[Begin Provided entries]

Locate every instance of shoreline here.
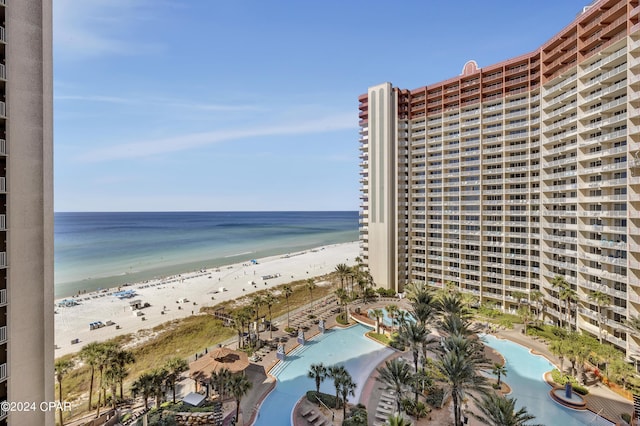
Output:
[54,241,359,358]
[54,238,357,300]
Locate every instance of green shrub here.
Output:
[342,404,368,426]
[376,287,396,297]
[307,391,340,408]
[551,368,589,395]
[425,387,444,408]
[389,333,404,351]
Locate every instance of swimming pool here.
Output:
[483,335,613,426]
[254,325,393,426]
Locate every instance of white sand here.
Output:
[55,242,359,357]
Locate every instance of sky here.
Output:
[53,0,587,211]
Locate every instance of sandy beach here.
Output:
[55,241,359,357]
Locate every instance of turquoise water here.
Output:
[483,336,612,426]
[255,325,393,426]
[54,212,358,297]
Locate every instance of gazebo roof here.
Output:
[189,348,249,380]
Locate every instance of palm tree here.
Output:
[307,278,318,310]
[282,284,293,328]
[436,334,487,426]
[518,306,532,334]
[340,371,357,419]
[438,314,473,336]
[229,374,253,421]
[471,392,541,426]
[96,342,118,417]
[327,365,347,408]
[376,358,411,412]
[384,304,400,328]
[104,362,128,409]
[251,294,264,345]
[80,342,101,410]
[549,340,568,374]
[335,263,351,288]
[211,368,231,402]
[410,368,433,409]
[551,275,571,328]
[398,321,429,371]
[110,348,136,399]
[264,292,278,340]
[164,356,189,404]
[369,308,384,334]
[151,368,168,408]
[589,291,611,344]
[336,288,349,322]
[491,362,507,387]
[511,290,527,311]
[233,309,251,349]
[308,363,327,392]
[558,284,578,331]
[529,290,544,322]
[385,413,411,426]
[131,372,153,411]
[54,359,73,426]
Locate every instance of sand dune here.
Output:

[End Provided entries]
[Begin Provided entries]

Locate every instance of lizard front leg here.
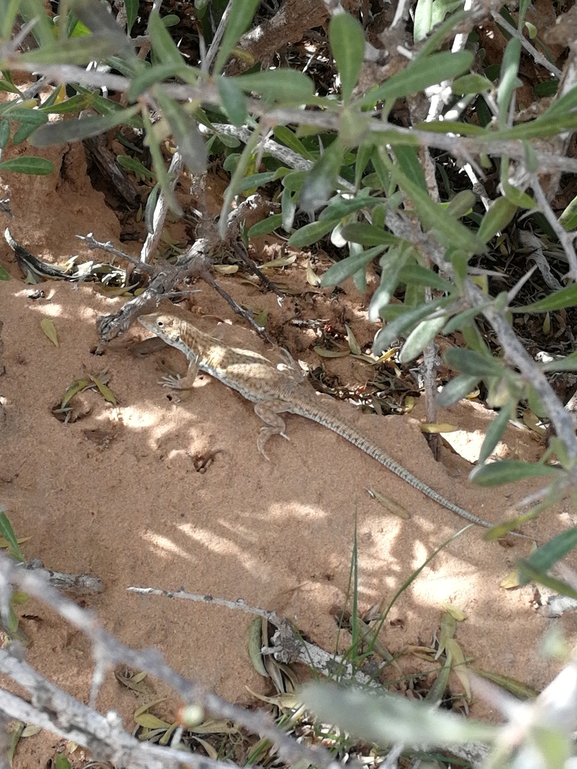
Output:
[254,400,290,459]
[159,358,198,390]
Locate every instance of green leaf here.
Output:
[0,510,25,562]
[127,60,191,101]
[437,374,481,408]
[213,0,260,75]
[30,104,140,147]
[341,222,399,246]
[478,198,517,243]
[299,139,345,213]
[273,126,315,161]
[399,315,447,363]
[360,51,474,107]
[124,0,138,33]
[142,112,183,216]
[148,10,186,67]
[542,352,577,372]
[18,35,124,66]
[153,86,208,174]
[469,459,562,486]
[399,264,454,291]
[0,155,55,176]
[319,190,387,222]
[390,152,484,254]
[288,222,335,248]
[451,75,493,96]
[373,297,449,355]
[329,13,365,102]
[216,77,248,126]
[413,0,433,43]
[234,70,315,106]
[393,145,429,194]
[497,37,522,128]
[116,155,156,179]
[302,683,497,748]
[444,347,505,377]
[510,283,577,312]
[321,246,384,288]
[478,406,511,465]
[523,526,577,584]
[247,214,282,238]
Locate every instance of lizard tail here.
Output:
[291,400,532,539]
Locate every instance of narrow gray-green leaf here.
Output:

[End Provided entries]

> [Job]: Render the records between the lines holding "Locate every instance of shoreline here." and "[54,212,358,297]", inclusive, as a CSV with the columns instruction and output, one row per record, putting each field in quotes and replacing its line breaks with spaces. Omit the picture.

> [Completed exercise]:
instruction,output
"Locate every instance of shoreline here. Output:","[54,241,359,358] [54,238,357,300]"
"Locate every instance of green shrub here. Output:","[342,404,368,426] [376,287,396,297] [307,391,340,408] [551,368,589,395] [425,387,444,408] [389,333,404,351]"
"Locate every instance of swimming pool here. Output:","[483,335,613,426] [254,325,393,426]"
"Locate every instance of white sand here. Output:","[55,242,359,357]"
"Locate every instance of sky here. Output:","[53,0,587,211]"
"Locate every instance of sandy beach here. Output:","[55,241,359,357]"
"Locate every instance of turquoise water here. Output:","[483,336,612,426] [255,325,393,426] [54,212,358,297]"